(Exercice court 1):
Relevez dans la notice biographique ci-dessous toutes les unités auxquelles Gabriel Joseph Targan est affecté ou passe pendant son service militaire, avant la mobilisation.

(Texte de la page):
Gabriel Joseph TARGAN 1891/1914

Fils de Guillaume, cultivateur, et de Rose PISTRE, Gabriel Joseph TARGAN est né le 21 février 1891 à Villasavary, un village à une vingtaine de kilomètres à l'ouest de Carcassonne. Des parents se sont probablement installés à Trèbes vers 1908. Ils sont ouvriers agricoles, cultivateur au Domaine de Saint Julien, chez le Comte d'André. Gabriel embrasse le même métier.

Lors du conseil de révision de sa classe, en septembre 1911, à Capendu, il est déclaré  apte, et son n° matricule au recrutement est le 332/Narbonne 1911.

Pour son service militaire, le 1er octobre 1912, il est affecté au 4ème régiment de chasseurs d'Afrique (cavalerie) stationné en Tunisie, où il arrive le 14 octobre. Il y reste 6 mois comme élève ordonnance. Il passe au 4ème régiment de zouave le 15 août 1913 toujours en Tunisie. Le 22 novembre 1913, il est affecté au 16ème escadron du Train, peut-être dans les compagnies affectées en Tunisie. Il passe enfin au 8ème régiment de tirailleurs tunisiens le 29 avril 1914

 

Bon soldat il sera nommé au grade de caporal, quelques jours avant sa mort.

 


A la mobilisation, il est intégré dans le régiment de marche du 8ème Tirailleurs R.M.T. (38ème D.I.) qui fut formé avec les 2ème, 4ème et 5ème bataillon du régiment. Au 2 aout 1914, seuls l’État-major du régiment de Marche et le 4ème bataillon étaient en Tunisie. L'État-major à Bizerte, le 4ème Bataillon à Tunis. Les 2ème et 5ème Bataillons étaient au Maroc. Le 6 Août, l'État-major quittaient Bizerte à destination d'Alger où ils devaient s'embarquer avec les troupes de 38ème Division dont le 8ème Régiment de Tirailleurs de Marche devait faire partie. Le 4ème bataillon vint rejoindre l'État-major à Alger. L'effectif total était au départ de 25 officiers et de 1054 hommes de troupe.

(Exercice court 2):
Réécrivez le passage des enregistrements qui va de la ligne contenant "like [324, 261]." jusqu'à la fin des enregistrements, bornes comprises. Remplacez "concrete" par "brick" sans rien modifier d'autre.

(Enregistrements fournis):
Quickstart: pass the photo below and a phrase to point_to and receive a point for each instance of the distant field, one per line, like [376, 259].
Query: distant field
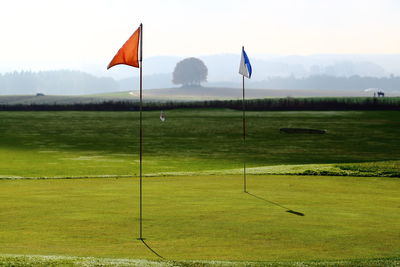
[194, 207]
[76, 144]
[178, 94]
[204, 218]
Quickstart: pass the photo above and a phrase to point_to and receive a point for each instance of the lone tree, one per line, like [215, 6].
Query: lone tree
[190, 72]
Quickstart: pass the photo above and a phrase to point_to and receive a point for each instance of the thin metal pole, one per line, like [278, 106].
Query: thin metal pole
[141, 133]
[244, 138]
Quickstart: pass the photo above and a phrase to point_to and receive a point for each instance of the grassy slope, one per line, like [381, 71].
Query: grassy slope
[203, 218]
[45, 261]
[64, 144]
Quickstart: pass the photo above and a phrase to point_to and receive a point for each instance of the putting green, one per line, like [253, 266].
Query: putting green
[203, 217]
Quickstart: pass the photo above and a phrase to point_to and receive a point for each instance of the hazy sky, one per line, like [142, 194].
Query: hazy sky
[54, 34]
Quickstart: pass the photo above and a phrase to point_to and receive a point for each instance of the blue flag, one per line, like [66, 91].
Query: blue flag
[245, 66]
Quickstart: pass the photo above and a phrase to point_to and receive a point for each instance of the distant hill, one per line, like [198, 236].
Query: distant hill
[174, 94]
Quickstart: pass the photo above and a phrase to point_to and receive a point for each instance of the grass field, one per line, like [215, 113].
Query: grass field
[194, 207]
[204, 218]
[79, 144]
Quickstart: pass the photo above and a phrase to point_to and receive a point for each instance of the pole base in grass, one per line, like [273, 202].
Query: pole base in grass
[295, 212]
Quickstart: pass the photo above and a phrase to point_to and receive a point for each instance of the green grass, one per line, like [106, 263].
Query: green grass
[45, 261]
[204, 218]
[81, 144]
[193, 207]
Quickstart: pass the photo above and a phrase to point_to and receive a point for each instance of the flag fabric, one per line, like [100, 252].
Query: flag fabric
[245, 66]
[162, 116]
[128, 53]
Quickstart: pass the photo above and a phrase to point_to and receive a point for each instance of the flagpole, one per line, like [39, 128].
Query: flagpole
[244, 137]
[141, 134]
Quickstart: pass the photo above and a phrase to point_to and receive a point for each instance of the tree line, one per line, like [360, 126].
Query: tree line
[267, 104]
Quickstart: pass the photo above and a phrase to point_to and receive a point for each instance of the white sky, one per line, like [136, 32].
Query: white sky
[54, 34]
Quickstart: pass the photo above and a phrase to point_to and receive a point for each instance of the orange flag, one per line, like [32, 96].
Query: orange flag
[128, 53]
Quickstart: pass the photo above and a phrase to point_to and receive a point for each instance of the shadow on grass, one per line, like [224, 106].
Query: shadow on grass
[152, 250]
[277, 204]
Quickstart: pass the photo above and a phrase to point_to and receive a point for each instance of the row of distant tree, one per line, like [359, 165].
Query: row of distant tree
[328, 103]
[325, 82]
[75, 82]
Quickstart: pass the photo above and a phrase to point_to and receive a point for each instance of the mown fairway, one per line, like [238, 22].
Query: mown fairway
[203, 217]
[68, 144]
[191, 215]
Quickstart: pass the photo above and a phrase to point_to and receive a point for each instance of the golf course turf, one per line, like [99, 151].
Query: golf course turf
[194, 204]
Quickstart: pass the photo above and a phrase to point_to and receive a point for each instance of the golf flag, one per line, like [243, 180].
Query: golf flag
[128, 53]
[245, 66]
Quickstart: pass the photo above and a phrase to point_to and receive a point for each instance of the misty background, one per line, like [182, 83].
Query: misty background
[314, 72]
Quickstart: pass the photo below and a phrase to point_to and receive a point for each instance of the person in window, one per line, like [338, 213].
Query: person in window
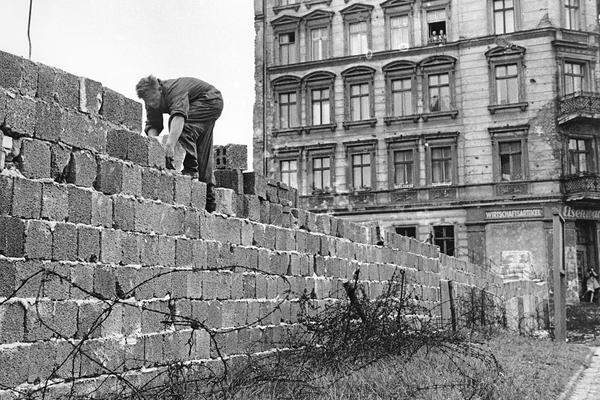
[193, 107]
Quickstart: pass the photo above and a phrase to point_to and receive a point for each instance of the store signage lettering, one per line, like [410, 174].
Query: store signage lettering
[511, 214]
[573, 213]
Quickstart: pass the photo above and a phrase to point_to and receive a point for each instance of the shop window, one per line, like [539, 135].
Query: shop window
[504, 16]
[511, 161]
[507, 85]
[403, 167]
[574, 77]
[289, 172]
[357, 28]
[408, 231]
[571, 11]
[359, 102]
[437, 31]
[580, 155]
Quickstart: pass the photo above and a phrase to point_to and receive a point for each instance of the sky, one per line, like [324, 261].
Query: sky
[117, 42]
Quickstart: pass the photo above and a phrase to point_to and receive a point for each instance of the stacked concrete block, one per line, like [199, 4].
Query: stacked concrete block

(Solution détaillée 1):
- 4ème régiment de chasseurs d'Afrique (cavalerie)
- 4ème régiment de zouave
- 16ème escadron du Train
- 8ème régiment de tirailleurs tunisiens

(Solution détaillée 2):
Quickstart: pass the photo above and a phrase to point_to and receive a point for each instance of the sky, one per line, like [324, 261].
Query: sky
[117, 42]
Quickstart: pass the photo above and a phrase to point_to and receive a point for each instance of the stacked brick block, one per line, like [199, 4].
Query: stacked brick block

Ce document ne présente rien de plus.